Stated exercise> Can you continue the Lambda invoke request routing excerpt below, picking up right after its last sentence?

Invoke Request Routing
This is a very high-level overview of Lambda component. We will only talk about invoke routing, and compute infrastructure. Let's start with invoke request routing. This is the layer which connects all the microservices together. It provides availability, scale, and access to the execution environments. Let's start very simple, let's build it ourselves. We have Alice, and she asked us for help to run her code in the cloud. First, we need to add a configuration service of some kind, to store her code and associated config. Then, we need to introduce a frontend. Frontend will take invoke request, validate it, authorize, and the invoke stores configuration in a database. Now we need a worker, your execution environment, or sandbox, where actual Alice's code will run. Sounds simple, but there is a problem. Remember, we're building an on-demand compute system, it means at the time of the invoke there might not be an available worker or execution environment. Frontend doesn't know where to run code, where to send the request. Let's add a new system, we'll call it placement. Placement will be responsible for creating execution environment or sandboxes on-demand. Now frontend needs the short call placement to request a sandbox. Only after that, it can send the invoke request to the created execution environment. Now it's functionally complete. There is a problem. We added on-demand initialization in front of every invoke request. This initialization takes this many steps. You need to create execution environment itself. You need to download customer code. You need to start up a runtime. You need to initialize the function itself. It all can take several seconds, which wouldn't be great customer experience.
This is a latency distribution graph. It shows how often we see particular invoke duration over the period of time. The green invoke latency is our good work. This is what our code does, it's our business logic. It does some useful work and it takes some CPU time, it's ok. We want our overhead to be very minimal, so that's why we want to be nearby in terms of observed latency. What we see, we are here. This is because of all these initialization steps we're taking in front of every invoke. It's not great customer experience, so let's fix it. Let's introduce a new system. We'll call it worker manager. Worker manager will be responsible to help us reuse previously created sandboxes, and use them instead of creating a new one every time. Now, we have two modes. The first one, when frontend asks worker manager for a sandbox, and worker manager returns one. Then from then it sends an invoke without significant interruptions, we call it warm invokes. Still, there are some cases where worker manager won't have a sandbox, so it has to call placement again to create a new one. This would be our initialization path, slow path. This is how it's seen on the distribution graph. We now see two paths. One we see that majority of invokes now move to the right spot. They provide very little overhead. They're fast. We call them warm invokes. There is a smaller number of the cold invokes still left. By the end of this talk we will completely eliminate cold starts, but there is a lot that needs to be done.

Excerpted records>
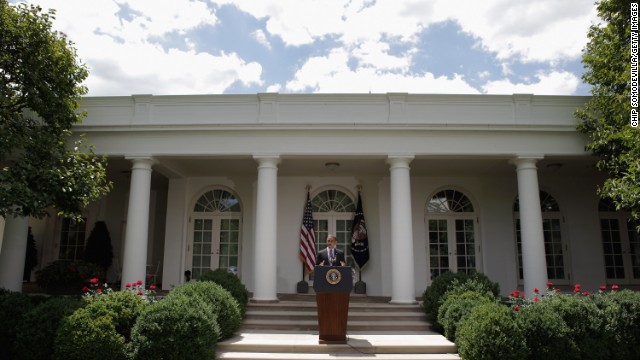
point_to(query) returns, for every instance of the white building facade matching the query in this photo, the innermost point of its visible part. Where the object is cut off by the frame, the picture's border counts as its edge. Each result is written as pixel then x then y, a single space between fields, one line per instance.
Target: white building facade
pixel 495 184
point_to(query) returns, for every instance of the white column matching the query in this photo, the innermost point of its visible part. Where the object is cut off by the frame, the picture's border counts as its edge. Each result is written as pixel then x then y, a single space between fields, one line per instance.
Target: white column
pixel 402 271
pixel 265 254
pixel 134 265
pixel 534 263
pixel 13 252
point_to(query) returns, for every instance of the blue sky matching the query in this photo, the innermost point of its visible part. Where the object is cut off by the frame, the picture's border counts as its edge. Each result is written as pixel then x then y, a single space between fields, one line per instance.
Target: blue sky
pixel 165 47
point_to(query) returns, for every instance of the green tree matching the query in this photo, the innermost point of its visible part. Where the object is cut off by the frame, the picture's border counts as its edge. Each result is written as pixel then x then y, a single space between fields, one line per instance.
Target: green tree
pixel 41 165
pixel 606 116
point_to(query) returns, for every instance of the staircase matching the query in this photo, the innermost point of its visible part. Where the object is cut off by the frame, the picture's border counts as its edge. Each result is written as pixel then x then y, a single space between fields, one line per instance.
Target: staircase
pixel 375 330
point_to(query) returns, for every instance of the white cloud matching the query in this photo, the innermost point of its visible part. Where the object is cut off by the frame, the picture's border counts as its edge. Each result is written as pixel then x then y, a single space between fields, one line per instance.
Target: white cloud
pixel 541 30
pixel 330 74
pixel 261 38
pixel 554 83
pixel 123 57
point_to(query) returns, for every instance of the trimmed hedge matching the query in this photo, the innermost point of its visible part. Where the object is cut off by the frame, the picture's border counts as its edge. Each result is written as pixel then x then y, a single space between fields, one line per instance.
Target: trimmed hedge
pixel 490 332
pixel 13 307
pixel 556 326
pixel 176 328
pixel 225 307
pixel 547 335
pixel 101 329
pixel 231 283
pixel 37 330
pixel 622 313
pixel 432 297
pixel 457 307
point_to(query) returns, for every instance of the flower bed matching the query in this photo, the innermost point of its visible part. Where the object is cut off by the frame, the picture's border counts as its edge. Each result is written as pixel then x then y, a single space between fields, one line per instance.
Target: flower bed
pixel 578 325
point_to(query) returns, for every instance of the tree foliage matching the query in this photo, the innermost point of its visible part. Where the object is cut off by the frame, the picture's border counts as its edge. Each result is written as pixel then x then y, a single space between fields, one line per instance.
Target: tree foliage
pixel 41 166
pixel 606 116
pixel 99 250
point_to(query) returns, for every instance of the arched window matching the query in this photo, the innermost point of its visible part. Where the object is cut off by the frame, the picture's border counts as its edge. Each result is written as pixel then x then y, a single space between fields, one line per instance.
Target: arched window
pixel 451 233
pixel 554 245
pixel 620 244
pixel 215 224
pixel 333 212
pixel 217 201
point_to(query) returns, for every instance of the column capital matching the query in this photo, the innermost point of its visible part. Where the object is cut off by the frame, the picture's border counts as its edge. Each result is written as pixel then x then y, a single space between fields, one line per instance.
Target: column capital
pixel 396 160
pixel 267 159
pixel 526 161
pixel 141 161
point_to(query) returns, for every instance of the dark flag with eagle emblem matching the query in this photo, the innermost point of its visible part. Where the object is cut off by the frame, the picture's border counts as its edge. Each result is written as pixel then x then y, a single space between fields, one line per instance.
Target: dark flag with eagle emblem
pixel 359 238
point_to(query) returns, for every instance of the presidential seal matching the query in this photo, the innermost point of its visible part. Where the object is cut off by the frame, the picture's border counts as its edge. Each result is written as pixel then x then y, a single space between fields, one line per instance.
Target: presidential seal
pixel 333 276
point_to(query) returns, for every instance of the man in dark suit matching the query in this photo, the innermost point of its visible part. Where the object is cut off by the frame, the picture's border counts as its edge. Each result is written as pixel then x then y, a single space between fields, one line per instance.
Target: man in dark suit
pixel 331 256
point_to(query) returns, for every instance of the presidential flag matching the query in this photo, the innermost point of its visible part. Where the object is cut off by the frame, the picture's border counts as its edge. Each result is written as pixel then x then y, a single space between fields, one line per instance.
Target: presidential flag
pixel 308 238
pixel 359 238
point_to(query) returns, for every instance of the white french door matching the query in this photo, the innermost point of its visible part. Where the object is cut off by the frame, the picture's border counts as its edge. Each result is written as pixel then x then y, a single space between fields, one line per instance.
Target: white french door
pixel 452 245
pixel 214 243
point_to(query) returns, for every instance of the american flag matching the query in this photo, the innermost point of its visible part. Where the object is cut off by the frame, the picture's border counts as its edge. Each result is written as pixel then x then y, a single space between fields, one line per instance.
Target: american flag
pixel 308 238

Result of the exercise>
This is a more realistic representation of Lambda synchronous invoke routing in production. We added multiple availability zones for resiliency. We added front load balancer to distribute the load. We replaced worker manager with assignment service. I'll explain why. Everything else looks very similar to what we just built for Alice. Let's deep dive into the worker manager. Worker manager was the original system which was built when Lambda started. In order to track sandboxes, it keeps in-memory database of all the created sandboxes and their state. Sandbox can be in busy state, meaning it's sharing an invoke, or it can be in idle state meaning it's doing nothing. When there is your request from frontend comes in, worker manager will pick first available idle sandbox in the region. It also will mark it as busy, and worker manager will track the progress of an invoke to mark it as idle at the end of the invoke. This is how worker manager was deployed into the production region. Again, we have multiple zones, worker manager deploys in every zone. Because Lambda is a regional service, worker manager was tracking sandboxes in every other AZ, availability zone. The system works reasonably well towards available at provided scale until it doesn't. Remember, every worker manager holds sandbox state in memory, which is not durable storage, is not replicated. If for whatever reason, the worker manager host goes down, we will lose all the sandboxes which was created by that instance. Let's look at the production region. In the case of availability zone event, we generally expect that, ok, we will lose one-third of capacity, which resides in this availability zone. The rest of the availability zones will scale to compensate. Because worker manager tracks sandboxes in multiple availability zones, the real impact will be worse. We will lose capacity in healthy AZs as well, because it was tracked by unavailable worker managers. The compound impact can be quite large, and it's not acceptable. In addition to that, worker managers run in isolation. All the remaining worker managers, they will start calling placement service to compensate for the losing capacity, adding additional load and pressure on the system in the case of availability event, making it harder to recover.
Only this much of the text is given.